Problem details - Select, from the data, each line where "blonde" occurs.

Extracted entries START

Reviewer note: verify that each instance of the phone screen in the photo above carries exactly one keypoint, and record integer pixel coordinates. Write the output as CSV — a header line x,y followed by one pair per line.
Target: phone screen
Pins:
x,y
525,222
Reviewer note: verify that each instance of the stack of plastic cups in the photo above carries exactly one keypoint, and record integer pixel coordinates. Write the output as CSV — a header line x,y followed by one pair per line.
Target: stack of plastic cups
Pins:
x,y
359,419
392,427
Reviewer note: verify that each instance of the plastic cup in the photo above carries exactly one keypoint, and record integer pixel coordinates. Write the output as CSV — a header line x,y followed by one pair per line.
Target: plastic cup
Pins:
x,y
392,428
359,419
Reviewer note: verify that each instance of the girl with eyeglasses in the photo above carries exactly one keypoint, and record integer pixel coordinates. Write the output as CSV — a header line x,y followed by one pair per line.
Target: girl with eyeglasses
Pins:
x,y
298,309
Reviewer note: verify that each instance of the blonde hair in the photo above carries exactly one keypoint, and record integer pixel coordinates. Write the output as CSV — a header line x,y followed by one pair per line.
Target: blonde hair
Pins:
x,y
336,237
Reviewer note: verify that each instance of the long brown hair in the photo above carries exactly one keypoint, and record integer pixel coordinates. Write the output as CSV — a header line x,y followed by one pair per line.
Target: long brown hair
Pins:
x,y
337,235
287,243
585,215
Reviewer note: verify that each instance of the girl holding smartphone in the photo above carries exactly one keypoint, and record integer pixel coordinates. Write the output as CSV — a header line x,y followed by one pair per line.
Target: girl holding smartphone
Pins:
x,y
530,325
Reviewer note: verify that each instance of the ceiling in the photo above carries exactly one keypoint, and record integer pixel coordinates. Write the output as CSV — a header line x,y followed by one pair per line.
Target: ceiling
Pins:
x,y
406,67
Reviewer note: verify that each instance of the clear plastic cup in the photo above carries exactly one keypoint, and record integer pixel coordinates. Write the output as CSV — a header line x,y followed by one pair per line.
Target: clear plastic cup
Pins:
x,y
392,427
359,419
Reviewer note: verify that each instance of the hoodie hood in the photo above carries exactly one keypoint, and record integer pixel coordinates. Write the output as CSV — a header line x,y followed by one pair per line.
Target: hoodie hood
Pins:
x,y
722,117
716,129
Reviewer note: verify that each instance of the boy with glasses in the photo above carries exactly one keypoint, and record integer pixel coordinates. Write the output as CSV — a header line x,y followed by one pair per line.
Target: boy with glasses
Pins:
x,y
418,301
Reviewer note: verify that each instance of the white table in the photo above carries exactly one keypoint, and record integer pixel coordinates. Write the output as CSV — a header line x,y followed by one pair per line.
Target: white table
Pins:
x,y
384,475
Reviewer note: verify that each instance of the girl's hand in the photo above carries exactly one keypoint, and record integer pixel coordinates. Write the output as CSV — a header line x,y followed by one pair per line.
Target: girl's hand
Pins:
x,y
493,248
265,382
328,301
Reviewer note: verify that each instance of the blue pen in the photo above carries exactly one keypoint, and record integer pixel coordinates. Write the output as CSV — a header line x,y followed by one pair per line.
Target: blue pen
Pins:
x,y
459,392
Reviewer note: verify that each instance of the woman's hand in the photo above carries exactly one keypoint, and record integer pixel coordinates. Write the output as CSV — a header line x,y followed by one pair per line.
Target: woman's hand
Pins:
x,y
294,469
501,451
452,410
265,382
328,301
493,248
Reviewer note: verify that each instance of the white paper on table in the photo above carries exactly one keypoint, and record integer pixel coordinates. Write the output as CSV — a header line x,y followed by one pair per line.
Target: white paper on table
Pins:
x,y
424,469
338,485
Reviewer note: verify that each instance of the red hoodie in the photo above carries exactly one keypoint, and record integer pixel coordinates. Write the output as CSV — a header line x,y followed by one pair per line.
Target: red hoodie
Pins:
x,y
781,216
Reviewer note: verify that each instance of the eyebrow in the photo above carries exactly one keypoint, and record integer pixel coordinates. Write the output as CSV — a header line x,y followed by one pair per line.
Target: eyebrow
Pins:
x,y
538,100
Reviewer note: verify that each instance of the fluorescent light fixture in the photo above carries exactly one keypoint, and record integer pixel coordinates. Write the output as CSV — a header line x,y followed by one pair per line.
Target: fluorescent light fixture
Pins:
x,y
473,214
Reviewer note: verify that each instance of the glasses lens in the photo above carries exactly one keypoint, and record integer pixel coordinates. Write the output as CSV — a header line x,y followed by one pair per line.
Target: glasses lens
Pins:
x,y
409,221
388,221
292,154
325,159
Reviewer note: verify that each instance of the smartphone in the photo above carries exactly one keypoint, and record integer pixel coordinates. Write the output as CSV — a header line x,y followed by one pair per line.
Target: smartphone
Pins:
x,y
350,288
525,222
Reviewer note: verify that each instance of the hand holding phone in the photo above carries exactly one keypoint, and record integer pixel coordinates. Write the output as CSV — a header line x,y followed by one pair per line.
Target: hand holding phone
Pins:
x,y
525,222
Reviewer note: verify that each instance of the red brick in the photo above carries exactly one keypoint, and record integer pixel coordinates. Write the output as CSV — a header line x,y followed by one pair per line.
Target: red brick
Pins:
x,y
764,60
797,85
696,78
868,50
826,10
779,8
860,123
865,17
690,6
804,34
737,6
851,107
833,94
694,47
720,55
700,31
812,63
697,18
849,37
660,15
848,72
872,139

Extracted entries END

Result for this exercise -
Reviewer note: verify that each instance of the blonde hair in the photo above carries exactly one keypoint, and record integer pixel coordinates. Write the output as CSV — a header line x,y followed by one pair per line.
Target: blonde hair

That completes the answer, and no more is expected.